▶ _Text for analysis_
********

Hatch spent the 2018 season with the Tennessee Smokies of the Class AA Southern League, earning Southern League All-Star honors and compiling an 8–6 record with a 3.82 ERA in 26 starts. He returned to Tennessee to start the 2019 season.

===Toronto Blue Jays===
On July 30, 2019, the Cubs traded Hatch to the Toronto Blue Jays in exchange for David Phelps. He was assigned to the New Hampshire Fisher Cats, with whom he finished the year. Over 27 starts between Tennessee and New Hampshire, he pitched to a 6–13 record with a 4.12 ERA.

Hatch was added to the Blue Jays 40-man roster after the 2019 season. On July 26, 2020, he made his MLB debut. With the 2020 Toronto Blue Jays, Hatch appeared in 17 games, compiling a 3–1 record with 2.73 ERA and 23 strikeouts in 26.1 innings pitched.

On April 22, 2021, Hatch was placed on the 60-day injured list due to right elbow inflammation. He was activated from the injured list on July 6. He made only 3 appearances for Toronto in 2021, spending the majority of the year in Buffalo. Hatch made 28 appearances (22 starts) for Triple-A Buffalo in 2022, posting an 8–7 record and 4.67 ERA with 113 strikeouts in 131.0 innings pitched. In one start for the Blue Jays, Hatch allowed a ghastly 10 runs on 12 hits and 2 walks in 4.2 innings of work.

Hatch was optioned to Triple-A Buffalo to begin the 2023 season. In 6 games for Toronto, he posted a 4.26 ERA with 10 strikeouts in 6 1/3 innings pitched. On August 4, 2023, Hatch was designated for assignment by the Blue Jays.

===Pittsburgh Pirates===
On August 6, 2023, Hatch was claimed off waivers by the Pittsburgh Pirates. In 12 games for the Pirates, he registered a 4.03 ERA with 16 strikeouts in 22 1/3 innings of work. Hatch was released by Pittsburgh on November 30 to pursue an opportunity overseas.

********

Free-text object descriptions
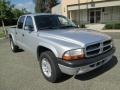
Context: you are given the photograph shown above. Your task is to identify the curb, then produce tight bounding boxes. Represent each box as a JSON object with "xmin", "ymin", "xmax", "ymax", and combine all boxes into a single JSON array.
[{"xmin": 99, "ymin": 30, "xmax": 120, "ymax": 32}]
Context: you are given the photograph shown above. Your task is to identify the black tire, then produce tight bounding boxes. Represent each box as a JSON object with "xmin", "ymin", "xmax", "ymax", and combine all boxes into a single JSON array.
[
  {"xmin": 10, "ymin": 38, "xmax": 19, "ymax": 52},
  {"xmin": 39, "ymin": 51, "xmax": 62, "ymax": 83}
]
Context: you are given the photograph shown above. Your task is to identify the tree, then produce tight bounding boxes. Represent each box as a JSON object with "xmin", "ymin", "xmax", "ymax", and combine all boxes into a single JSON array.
[
  {"xmin": 33, "ymin": 0, "xmax": 58, "ymax": 13},
  {"xmin": 0, "ymin": 0, "xmax": 29, "ymax": 34}
]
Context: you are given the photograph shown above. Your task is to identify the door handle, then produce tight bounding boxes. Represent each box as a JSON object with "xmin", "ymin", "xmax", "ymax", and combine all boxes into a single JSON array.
[{"xmin": 22, "ymin": 34, "xmax": 25, "ymax": 37}]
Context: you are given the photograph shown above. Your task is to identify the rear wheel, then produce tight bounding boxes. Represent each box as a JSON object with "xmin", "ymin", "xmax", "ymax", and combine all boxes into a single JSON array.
[
  {"xmin": 39, "ymin": 51, "xmax": 62, "ymax": 83},
  {"xmin": 10, "ymin": 38, "xmax": 19, "ymax": 52}
]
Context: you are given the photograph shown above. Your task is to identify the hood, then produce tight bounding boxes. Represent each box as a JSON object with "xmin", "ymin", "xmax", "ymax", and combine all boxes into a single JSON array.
[{"xmin": 39, "ymin": 28, "xmax": 111, "ymax": 47}]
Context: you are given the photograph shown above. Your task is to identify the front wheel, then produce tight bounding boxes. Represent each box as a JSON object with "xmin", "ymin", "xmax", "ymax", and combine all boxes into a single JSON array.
[{"xmin": 39, "ymin": 51, "xmax": 62, "ymax": 83}]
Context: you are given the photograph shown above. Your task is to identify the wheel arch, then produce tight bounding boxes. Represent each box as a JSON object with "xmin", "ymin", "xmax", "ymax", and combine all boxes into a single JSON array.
[{"xmin": 37, "ymin": 45, "xmax": 58, "ymax": 59}]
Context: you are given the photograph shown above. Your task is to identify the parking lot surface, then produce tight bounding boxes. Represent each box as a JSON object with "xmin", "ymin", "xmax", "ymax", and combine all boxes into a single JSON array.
[{"xmin": 0, "ymin": 33, "xmax": 120, "ymax": 90}]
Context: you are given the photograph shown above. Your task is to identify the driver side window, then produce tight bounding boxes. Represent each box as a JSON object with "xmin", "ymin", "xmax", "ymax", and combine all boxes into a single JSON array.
[{"xmin": 24, "ymin": 16, "xmax": 34, "ymax": 30}]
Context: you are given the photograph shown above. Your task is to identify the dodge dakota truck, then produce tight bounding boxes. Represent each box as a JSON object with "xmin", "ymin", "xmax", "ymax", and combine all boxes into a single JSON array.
[{"xmin": 8, "ymin": 13, "xmax": 115, "ymax": 82}]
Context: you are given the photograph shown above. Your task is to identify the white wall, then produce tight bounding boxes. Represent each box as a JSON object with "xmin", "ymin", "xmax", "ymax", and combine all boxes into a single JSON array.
[{"xmin": 101, "ymin": 7, "xmax": 120, "ymax": 22}]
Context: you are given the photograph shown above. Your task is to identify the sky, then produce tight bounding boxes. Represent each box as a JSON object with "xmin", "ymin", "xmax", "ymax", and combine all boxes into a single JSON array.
[{"xmin": 11, "ymin": 0, "xmax": 35, "ymax": 13}]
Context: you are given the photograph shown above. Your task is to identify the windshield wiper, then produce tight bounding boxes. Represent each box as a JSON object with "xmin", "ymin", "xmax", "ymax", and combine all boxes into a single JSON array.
[{"xmin": 39, "ymin": 27, "xmax": 56, "ymax": 30}]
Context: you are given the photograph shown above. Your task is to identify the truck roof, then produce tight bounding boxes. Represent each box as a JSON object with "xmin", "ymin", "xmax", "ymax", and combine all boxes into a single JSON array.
[{"xmin": 22, "ymin": 13, "xmax": 57, "ymax": 16}]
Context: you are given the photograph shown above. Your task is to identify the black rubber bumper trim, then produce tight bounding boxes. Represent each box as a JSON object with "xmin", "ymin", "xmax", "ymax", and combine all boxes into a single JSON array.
[{"xmin": 57, "ymin": 48, "xmax": 115, "ymax": 67}]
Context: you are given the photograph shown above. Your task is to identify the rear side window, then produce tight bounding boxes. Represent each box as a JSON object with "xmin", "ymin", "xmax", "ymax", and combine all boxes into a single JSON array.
[
  {"xmin": 18, "ymin": 16, "xmax": 25, "ymax": 29},
  {"xmin": 25, "ymin": 16, "xmax": 33, "ymax": 28}
]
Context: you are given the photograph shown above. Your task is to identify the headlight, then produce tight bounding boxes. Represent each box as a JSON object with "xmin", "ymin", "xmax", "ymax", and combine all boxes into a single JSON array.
[{"xmin": 63, "ymin": 49, "xmax": 84, "ymax": 61}]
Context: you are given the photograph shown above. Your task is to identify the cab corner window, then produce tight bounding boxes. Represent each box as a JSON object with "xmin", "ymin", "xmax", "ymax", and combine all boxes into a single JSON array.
[
  {"xmin": 24, "ymin": 16, "xmax": 34, "ymax": 31},
  {"xmin": 18, "ymin": 16, "xmax": 25, "ymax": 29}
]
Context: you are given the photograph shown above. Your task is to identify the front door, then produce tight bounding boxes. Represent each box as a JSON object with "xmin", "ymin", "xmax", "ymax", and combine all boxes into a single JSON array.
[{"xmin": 89, "ymin": 10, "xmax": 101, "ymax": 23}]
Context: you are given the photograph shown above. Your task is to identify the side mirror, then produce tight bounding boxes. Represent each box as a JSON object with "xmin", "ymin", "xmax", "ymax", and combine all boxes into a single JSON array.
[{"xmin": 24, "ymin": 26, "xmax": 34, "ymax": 32}]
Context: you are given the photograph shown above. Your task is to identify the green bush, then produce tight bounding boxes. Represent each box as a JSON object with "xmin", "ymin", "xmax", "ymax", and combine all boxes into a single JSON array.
[{"xmin": 115, "ymin": 23, "xmax": 120, "ymax": 29}]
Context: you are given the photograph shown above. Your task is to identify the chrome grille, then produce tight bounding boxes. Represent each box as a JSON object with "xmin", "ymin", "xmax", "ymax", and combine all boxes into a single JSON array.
[{"xmin": 85, "ymin": 40, "xmax": 112, "ymax": 57}]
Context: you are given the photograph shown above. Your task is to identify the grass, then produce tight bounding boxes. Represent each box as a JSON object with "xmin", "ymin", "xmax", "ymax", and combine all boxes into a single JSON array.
[
  {"xmin": 0, "ymin": 27, "xmax": 5, "ymax": 38},
  {"xmin": 0, "ymin": 32, "xmax": 5, "ymax": 38}
]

********

▶ _Directions_
A: In the text about Hatch's baseball career, who did the Cubs get from the Toronto Blue Jays when they traded Hatch on July 30, 2019?
B: Carry on the text about Hatch's baseball career, starting after its last sentence.

▶ _Results in order_
A: David Phelps.

B:
===Hiroshima Toyo Carp===
On December 3, 2023, Hatch signed with the Hiroshima Toyo Carp of Nippon Professional Baseball. He made 5 appearances for the Carp in 2024, struggling to an 0–3 record and 7.46 ERA with 18 strikeouts over 22 innings pitched. On November 8, 2024, the Carp announced they would not retain Hatch for the 2025 season, making him a free agent.

===Kansas City Royals===
On November 18, 2024, Hatch signed with the Doosan Bears of the KBO League. However, the contract was voided on December 18, due to concerns over Hatch's physical. On February 7, 2025, Hatch signed a minor league contract with the Kansas City Royals. On June 5, the Royals selected Hatch's contract, adding him to their active roster. He went unused in the first game of the team's doubleheader, and was designated for assignment prior to the second game. Hatch cleared waivers and was sent outright to the Triple-A Omaha Storm Chasers on June 8. On July 29, the Royals added Hatch back to their active roster. After allowing two runs in one inning during his only appearance, Hatch was designated for assignment by the Royals on August 2.

===Minnesota Twins===
On August 4, 2025, Hatch was claimed off waivers by the Minnesota Twins. In 11 appearances for the Twins, he posted a 2-1 record and 5.45 ERA with 21 strikeouts over 33 innings of work. On November 6, Hatch was removed from the 40-man roster and sent outright to the Triple-A St. Paul Saints; he subsequently rejected the assignment and elected free agency.

===Arizona Diamondbacks===
On January 8, 2026, Hatch signed a minor league contract with the Arizona Diamondbacks. He made 11 starts for the Triple-A Reno Aces, compiling a 2-0 record and 4.01 ERA with 34 strikeouts across 51 2/3 innings pitched. Hatch was released by the Diamondbacks organization on June 4.

===SSG Landers===
On June 6, 2026, Hatch signed with the SSG Landers of the KBO League as an injury replacement for Mitch White.